*EXCERPT*:
For I tell you that unless your righteousness surpasses that of the Pharisees and the teachers of the law, you will certainly not enter the kingdom of heaven.

That is a tough one.  Especially to the people that heard it.  This statement that Christ makes in verse 20 presented a two-fold problem.  First of all, let me suggest the problem as it appeared to the hearers.  Please remember that, to the Jews, the scribes and Pharisees were the epitome of what righteousness is.

Let me first of all describe the scribes.  What was a scribe?  He was a person who spent most of his time scribing, teaching, expounding the law.  He was an expert on the law, an authority on the law of God.  He was the one who copied the manuscript and was very meticulous as he copied the book of the law.  He was looked upon by the people as an expert, as an authority on the law.

*DATASET EXTRACT*:
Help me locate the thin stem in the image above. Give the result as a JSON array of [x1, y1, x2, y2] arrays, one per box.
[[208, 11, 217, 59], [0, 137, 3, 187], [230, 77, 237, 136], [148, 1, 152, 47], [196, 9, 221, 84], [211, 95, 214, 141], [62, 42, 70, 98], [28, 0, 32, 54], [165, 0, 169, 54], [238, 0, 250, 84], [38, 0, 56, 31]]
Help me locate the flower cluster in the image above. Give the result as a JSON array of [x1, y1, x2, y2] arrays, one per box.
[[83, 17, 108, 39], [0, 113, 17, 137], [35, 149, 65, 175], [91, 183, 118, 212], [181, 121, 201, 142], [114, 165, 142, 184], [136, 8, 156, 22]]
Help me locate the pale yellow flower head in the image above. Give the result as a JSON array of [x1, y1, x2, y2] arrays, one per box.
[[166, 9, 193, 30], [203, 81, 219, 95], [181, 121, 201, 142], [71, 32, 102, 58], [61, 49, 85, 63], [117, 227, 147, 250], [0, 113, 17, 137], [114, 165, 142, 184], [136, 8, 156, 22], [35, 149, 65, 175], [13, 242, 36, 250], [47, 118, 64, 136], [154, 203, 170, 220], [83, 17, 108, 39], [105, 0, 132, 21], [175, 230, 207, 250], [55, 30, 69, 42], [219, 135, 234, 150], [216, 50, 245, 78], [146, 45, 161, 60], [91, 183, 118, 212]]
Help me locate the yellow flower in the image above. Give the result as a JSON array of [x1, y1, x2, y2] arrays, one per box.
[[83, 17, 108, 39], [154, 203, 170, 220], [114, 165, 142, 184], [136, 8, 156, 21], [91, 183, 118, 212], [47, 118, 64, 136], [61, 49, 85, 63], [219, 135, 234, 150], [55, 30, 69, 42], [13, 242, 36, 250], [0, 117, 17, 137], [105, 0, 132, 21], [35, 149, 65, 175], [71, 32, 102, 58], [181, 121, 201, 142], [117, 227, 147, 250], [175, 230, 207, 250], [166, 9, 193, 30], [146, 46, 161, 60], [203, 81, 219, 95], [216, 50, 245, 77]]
...
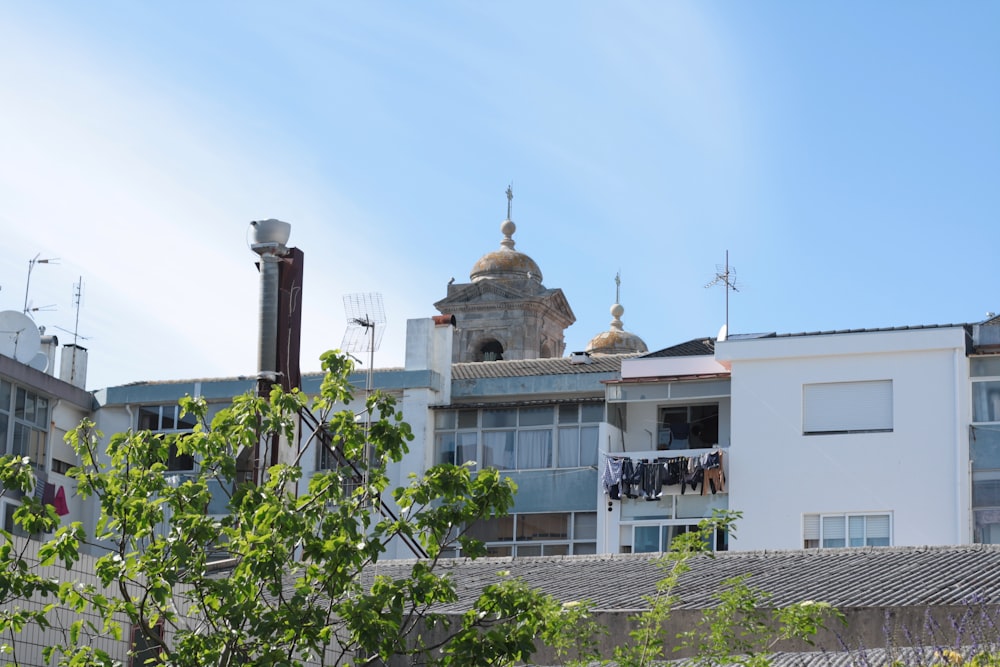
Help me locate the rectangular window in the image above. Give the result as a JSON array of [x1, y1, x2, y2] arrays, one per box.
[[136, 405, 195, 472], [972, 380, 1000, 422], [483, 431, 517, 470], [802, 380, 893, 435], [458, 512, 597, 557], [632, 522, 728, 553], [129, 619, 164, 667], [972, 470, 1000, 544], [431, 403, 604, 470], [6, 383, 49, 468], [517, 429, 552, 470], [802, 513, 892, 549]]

*OBJECTIVE*: Reproduce the passage on the scribes and Pharisees word for word, starting with "For I tell you" and going on through "what righteousness is.".

*RESPONSE*:
For I tell you that unless your righteousness surpasses that of the Pharisees and the teachers of the law, you will certainly not enter the kingdom of heaven.

That is a tough one.  Especially to the people that heard it.  This statement that Christ makes in verse 20 presented a two-fold problem.  First of all, let me suggest the problem as it appeared to the hearers.  Please remember that, to the Jews, the scribes and Pharisees were the epitome of what righteousness is.